▶ Instruction
Rewrite the records starting at the line containing "Where can the concrete driveway" and ending at the line containing "x=218, y=306", both lines included, with 53 added to every x and y coordinate in the answers. Keep the request lines unchanged and give nothing outside that range.

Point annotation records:
──────

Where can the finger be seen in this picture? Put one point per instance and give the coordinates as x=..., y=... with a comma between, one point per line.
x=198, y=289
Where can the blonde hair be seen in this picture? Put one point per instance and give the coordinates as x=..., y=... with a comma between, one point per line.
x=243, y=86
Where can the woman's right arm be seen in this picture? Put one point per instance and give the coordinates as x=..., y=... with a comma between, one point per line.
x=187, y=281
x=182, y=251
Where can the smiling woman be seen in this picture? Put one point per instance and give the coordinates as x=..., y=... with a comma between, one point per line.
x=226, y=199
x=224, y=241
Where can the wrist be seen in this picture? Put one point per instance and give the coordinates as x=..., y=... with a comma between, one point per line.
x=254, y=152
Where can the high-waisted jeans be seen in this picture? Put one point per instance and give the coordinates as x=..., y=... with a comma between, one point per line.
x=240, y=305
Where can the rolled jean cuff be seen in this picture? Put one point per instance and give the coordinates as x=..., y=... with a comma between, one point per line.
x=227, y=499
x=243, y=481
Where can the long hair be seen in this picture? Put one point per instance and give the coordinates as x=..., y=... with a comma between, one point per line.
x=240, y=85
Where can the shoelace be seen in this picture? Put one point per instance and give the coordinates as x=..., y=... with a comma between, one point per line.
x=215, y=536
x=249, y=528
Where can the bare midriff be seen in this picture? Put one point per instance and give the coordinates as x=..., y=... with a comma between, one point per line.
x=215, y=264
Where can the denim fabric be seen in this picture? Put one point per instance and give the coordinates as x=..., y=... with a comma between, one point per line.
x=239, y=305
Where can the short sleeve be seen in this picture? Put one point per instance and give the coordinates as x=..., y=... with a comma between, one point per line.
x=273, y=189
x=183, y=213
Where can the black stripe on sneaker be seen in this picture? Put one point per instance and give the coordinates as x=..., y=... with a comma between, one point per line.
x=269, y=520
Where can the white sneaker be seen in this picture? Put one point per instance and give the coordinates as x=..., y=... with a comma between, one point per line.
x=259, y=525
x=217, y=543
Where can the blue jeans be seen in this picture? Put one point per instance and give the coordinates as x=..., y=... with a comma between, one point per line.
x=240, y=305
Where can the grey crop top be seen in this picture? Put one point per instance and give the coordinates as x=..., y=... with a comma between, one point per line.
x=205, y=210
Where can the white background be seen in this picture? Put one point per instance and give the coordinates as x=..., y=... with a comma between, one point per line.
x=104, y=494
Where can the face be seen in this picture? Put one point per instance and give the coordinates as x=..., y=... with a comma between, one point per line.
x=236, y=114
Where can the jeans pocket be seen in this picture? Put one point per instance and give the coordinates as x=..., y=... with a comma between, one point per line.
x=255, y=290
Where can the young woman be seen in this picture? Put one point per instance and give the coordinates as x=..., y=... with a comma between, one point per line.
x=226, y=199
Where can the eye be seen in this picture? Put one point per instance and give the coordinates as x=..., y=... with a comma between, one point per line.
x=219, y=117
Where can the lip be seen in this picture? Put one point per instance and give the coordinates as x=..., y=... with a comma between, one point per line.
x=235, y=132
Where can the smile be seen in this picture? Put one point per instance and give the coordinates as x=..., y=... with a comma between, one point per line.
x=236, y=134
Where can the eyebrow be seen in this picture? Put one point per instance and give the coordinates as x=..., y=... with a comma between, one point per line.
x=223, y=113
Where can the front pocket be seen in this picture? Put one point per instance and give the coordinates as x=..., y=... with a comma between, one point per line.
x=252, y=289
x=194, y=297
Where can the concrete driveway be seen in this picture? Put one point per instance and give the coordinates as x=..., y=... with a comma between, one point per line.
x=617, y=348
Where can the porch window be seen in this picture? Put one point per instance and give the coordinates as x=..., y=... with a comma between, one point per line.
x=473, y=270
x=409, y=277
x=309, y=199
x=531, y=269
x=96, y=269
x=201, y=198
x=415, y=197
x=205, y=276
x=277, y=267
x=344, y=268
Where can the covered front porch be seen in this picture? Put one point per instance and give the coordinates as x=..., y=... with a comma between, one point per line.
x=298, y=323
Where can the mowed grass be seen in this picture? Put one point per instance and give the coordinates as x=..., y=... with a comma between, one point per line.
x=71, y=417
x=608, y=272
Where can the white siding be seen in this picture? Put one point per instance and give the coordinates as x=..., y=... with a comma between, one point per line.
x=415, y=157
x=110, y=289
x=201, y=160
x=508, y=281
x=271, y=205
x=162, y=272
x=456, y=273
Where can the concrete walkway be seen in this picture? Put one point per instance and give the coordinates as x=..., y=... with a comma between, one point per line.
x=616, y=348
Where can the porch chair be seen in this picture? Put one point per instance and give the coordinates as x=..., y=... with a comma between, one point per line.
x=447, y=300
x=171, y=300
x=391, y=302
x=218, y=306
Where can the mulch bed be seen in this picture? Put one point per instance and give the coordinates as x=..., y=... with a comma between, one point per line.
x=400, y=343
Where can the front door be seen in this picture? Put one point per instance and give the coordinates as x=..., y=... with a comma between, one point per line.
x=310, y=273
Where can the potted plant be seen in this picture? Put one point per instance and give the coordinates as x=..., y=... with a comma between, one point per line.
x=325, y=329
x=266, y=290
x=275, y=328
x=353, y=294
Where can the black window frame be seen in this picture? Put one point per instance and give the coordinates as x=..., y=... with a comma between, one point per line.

──────

▶ Correct output
Where can the concrete driveway be seen in this picture? Put one point per instance and give the coordinates as x=..., y=... with a comma between, one point per line.
x=670, y=401
Where can the porch window be seen in this picture? Put one point per instance and give the coordinates as x=..., y=... with a comma between, one point per line.
x=526, y=323
x=462, y=330
x=362, y=252
x=584, y=322
x=149, y=322
x=254, y=251
x=468, y=250
x=258, y=329
x=330, y=320
x=397, y=321
Where can the covered front porch be seen in this picture? Put one point per instance and give the coordinates as x=..., y=... with a comma between, one point per line.
x=351, y=376
Where can the mowed grass be seen in this picture? Put one point per instance and give the coordinates as x=..., y=... with a comma between, one point per line.
x=124, y=470
x=661, y=325
Where can the white siding be seen in this picture? Put one point per instance and give the coordinates as x=..., y=... with a comma between, one point per line.
x=468, y=210
x=163, y=342
x=254, y=213
x=561, y=334
x=324, y=258
x=215, y=325
x=509, y=326
Where can the concrete walkway be seen in this picture? Put one point per instance and give the coordinates as x=..., y=... with a comma between, one point per line.
x=669, y=401
Where can the porch chair be seen in this picture? Put one point per instance and give the coordinates as x=..., y=... with a comma between, one point per line.
x=500, y=353
x=224, y=353
x=444, y=355
x=271, y=359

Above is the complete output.